_Given information:_
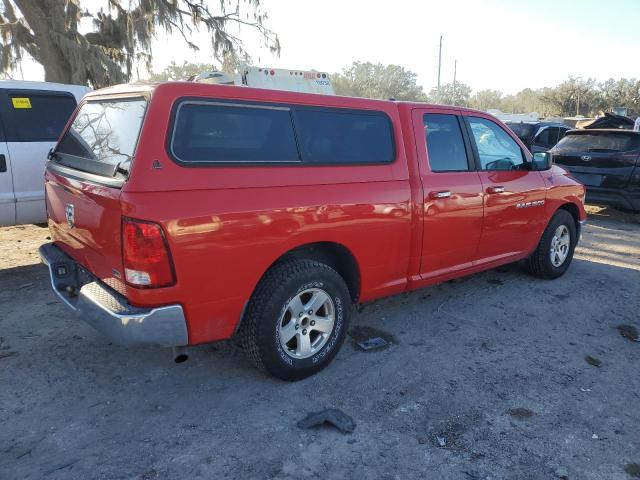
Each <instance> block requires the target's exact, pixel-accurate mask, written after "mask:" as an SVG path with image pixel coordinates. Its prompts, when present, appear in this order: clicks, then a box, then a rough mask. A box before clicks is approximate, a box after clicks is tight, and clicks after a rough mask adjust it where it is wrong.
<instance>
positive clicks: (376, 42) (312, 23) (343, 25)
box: [23, 0, 640, 94]
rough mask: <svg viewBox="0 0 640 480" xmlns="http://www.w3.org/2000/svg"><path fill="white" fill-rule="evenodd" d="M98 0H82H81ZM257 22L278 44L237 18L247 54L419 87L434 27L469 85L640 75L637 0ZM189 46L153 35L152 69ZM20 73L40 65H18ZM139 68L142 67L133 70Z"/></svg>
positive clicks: (482, 3)
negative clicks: (407, 72) (278, 50)
mask: <svg viewBox="0 0 640 480" xmlns="http://www.w3.org/2000/svg"><path fill="white" fill-rule="evenodd" d="M210 2H211V3H212V4H217V2H218V0H210ZM86 3H101V0H83V2H82V4H83V5H85V4H86ZM261 4H262V5H263V9H264V10H265V11H266V12H267V13H268V17H269V18H268V20H267V21H266V26H268V27H269V28H270V29H272V30H273V31H275V32H276V33H277V34H278V36H279V38H280V42H281V45H282V51H281V54H280V56H279V57H274V56H273V55H271V54H270V53H269V52H268V51H266V50H265V49H261V48H260V42H259V41H258V39H257V37H256V36H255V35H254V34H253V33H252V32H250V31H249V30H248V29H246V28H242V29H240V31H238V29H237V28H235V27H234V30H233V31H234V33H236V34H239V35H240V36H241V37H242V38H243V39H246V40H245V47H246V49H247V50H248V52H249V53H250V54H251V56H252V57H253V60H254V64H256V65H259V66H268V67H276V68H278V67H280V68H291V69H293V68H295V69H316V70H320V71H327V72H336V71H340V70H342V69H343V68H344V67H346V66H348V65H349V64H351V63H352V62H353V61H370V62H381V63H383V64H396V65H401V66H403V67H405V68H407V69H409V70H411V71H413V72H415V73H417V74H418V83H419V84H421V85H422V86H423V87H424V89H425V91H429V90H430V89H431V88H432V87H434V86H435V85H436V84H437V76H438V43H439V38H440V36H442V38H443V40H442V70H441V82H442V83H443V84H444V83H449V82H451V81H452V80H453V70H454V62H455V61H456V60H457V80H458V81H460V82H464V83H466V84H468V85H469V86H471V88H472V89H473V90H474V91H477V90H482V89H487V88H490V89H496V90H500V91H502V92H503V93H505V94H508V93H516V92H518V91H520V90H522V89H523V88H526V87H529V88H540V87H544V86H555V85H557V84H559V83H561V82H562V81H563V80H566V79H567V78H568V76H569V75H573V76H577V77H583V78H589V77H592V78H596V79H597V80H599V81H601V80H606V79H607V78H611V77H613V78H619V77H635V78H637V77H640V61H639V59H640V36H639V35H638V34H637V33H636V32H637V31H638V28H639V27H638V25H640V0H535V1H530V0H422V1H419V0H394V1H393V2H389V1H384V2H383V1H378V0H369V1H366V0H314V1H310V0H261ZM194 37H195V40H196V43H197V44H199V45H202V48H201V50H200V51H199V52H192V51H190V50H189V49H188V48H187V47H186V46H185V44H184V42H183V41H182V40H181V37H180V35H179V33H177V32H174V34H173V35H172V36H171V37H167V36H164V37H163V38H158V39H157V40H156V42H155V43H154V46H153V53H154V61H153V67H154V70H156V71H158V70H161V69H162V68H163V67H164V66H166V65H167V64H168V63H169V62H170V61H171V60H175V61H176V62H177V63H182V61H184V60H186V61H196V62H208V61H211V60H212V56H211V51H210V49H209V48H208V47H209V43H208V37H207V35H206V33H205V32H200V33H199V34H195V35H194ZM23 72H24V76H25V79H29V80H40V79H42V78H43V76H42V71H41V69H40V68H38V67H34V66H33V65H25V67H24V68H23ZM141 76H142V77H144V73H142V74H141Z"/></svg>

_Description of the task:_
Identify the lines above that contain the word "positive", then copy them.

_Task solution:_
positive clicks: (376, 42) (312, 23) (343, 25)
positive clicks: (482, 3)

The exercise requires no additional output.